Recast these lines as a numbered list, omitting blank lines and leaving the pictures out.

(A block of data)
◇ ◇ ◇ ◇

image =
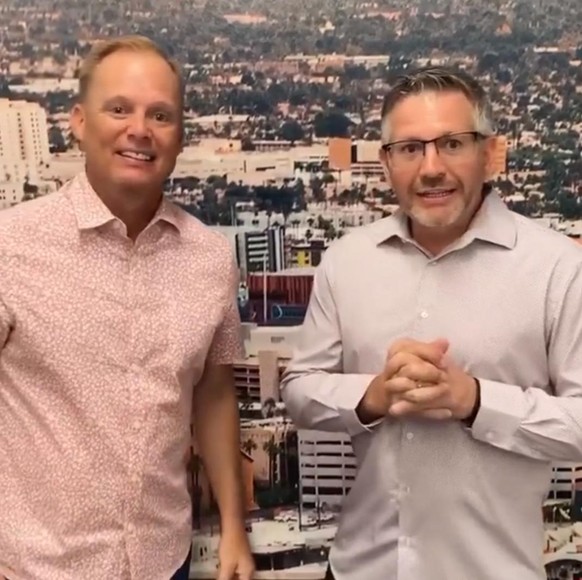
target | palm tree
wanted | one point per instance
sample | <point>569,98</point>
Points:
<point>195,466</point>
<point>272,450</point>
<point>249,446</point>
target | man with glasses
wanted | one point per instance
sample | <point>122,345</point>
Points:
<point>446,341</point>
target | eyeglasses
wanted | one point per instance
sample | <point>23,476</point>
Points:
<point>453,145</point>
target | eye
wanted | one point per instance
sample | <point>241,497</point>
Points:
<point>409,148</point>
<point>453,144</point>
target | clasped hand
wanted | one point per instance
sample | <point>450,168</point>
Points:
<point>420,380</point>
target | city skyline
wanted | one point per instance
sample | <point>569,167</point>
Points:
<point>282,130</point>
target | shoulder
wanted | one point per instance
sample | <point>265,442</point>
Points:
<point>358,242</point>
<point>34,218</point>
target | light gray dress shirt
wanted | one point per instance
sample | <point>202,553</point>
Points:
<point>436,500</point>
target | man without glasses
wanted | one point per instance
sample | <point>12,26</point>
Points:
<point>446,340</point>
<point>118,323</point>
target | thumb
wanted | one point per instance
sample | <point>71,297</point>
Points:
<point>224,573</point>
<point>442,344</point>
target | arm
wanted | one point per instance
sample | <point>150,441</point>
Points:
<point>316,391</point>
<point>216,422</point>
<point>5,324</point>
<point>532,422</point>
<point>216,418</point>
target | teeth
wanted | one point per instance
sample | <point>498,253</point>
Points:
<point>436,193</point>
<point>136,155</point>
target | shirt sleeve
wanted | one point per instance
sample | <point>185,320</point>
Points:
<point>316,392</point>
<point>543,424</point>
<point>227,346</point>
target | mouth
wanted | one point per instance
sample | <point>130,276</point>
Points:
<point>436,193</point>
<point>141,156</point>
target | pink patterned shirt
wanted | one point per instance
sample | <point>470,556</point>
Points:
<point>101,342</point>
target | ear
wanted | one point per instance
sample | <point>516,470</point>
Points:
<point>385,163</point>
<point>495,156</point>
<point>77,123</point>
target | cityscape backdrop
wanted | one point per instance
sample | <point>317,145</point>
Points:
<point>282,109</point>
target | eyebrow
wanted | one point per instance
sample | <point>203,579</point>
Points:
<point>157,105</point>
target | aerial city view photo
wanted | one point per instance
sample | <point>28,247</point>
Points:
<point>281,150</point>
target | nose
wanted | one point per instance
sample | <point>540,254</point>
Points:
<point>138,126</point>
<point>432,166</point>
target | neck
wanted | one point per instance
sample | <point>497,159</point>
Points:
<point>135,209</point>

◇ ◇ ◇ ◇

(Result of the task)
1. image =
2. target | palm tree
3. wanted | one point per instance
4. sample | <point>569,98</point>
5. Points:
6. <point>195,466</point>
7. <point>272,450</point>
8. <point>249,446</point>
9. target | man with glasses
10. wanted | one point per instance
11. sample | <point>122,345</point>
12. Points:
13. <point>446,341</point>
14. target | eyeglasses
15. wanted | one point per instance
16. sample | <point>23,476</point>
17. Points:
18. <point>453,145</point>
19. target | eye
20. wanted | one point per instance
21. sample | <point>241,497</point>
22. Points:
23. <point>409,148</point>
24. <point>453,144</point>
25. target | clasped hand
26. wanted | one point per instance
27. sample | <point>450,168</point>
28. Points:
29. <point>420,380</point>
30. target | city skyline
31. wanted | one point per instance
32. sample | <point>569,167</point>
33. Points:
34. <point>282,130</point>
35. target | shoulder
36. wanted | one point per instance
37. sample | <point>265,442</point>
38. Points:
39. <point>358,242</point>
40. <point>34,218</point>
41. target | light gray dress shirt
42. wanted | one point per instance
43. sample | <point>202,553</point>
44. Points:
45. <point>436,500</point>
46. target | man without glasses
47. wanted | one point per instance
48. sample | <point>12,26</point>
49. Points:
50. <point>446,340</point>
51. <point>118,323</point>
52. target | thumb
53. wanted | one point per instance
54. sample | <point>71,297</point>
55. Points:
56. <point>224,573</point>
57. <point>442,344</point>
58. target | arm
59. wanted | one point per instance
60. sample | <point>150,441</point>
61. Points:
62. <point>316,391</point>
63. <point>216,422</point>
64. <point>5,324</point>
65. <point>532,422</point>
66. <point>216,418</point>
67. target | teeth
68. wanted | one point per instance
69. sample | <point>498,253</point>
70. Points:
71. <point>436,193</point>
72. <point>136,155</point>
73. target | shirt sleeve
74. wanted | one point per instance
75. sample | <point>185,320</point>
76. Points:
77. <point>316,392</point>
78. <point>543,424</point>
79. <point>227,346</point>
80. target | mouth
81. wanted | one point per instance
82. sample | <point>130,276</point>
83. Points:
84. <point>436,193</point>
85. <point>141,156</point>
86. target | pink patterned shirt
87. wanted | one point per instance
88. sample | <point>470,556</point>
89. Points:
90. <point>101,342</point>
91. target | ear
92. wanted | one point per instance
93. sample | <point>516,470</point>
94. Points:
95. <point>385,163</point>
96. <point>495,156</point>
97. <point>77,123</point>
98. target | cityscape backdrop
99. wanted | one point per instance
100. sample | <point>317,145</point>
101. Points:
102. <point>282,109</point>
103. target | eyebrow
104. wanted | one point per instance
105. sample | <point>203,579</point>
106. Points:
107. <point>157,105</point>
108. target | aerial city view photo
109. wanted | one point per instance
110. sample | <point>28,247</point>
111. Points:
112. <point>281,150</point>
113. target | nose
114. wanted | one point per instance
115. sample | <point>540,254</point>
116. Points:
117. <point>138,126</point>
118. <point>432,166</point>
119. target | neck
120. wanted | one point per instance
121. sample | <point>497,159</point>
122. Points:
123. <point>135,209</point>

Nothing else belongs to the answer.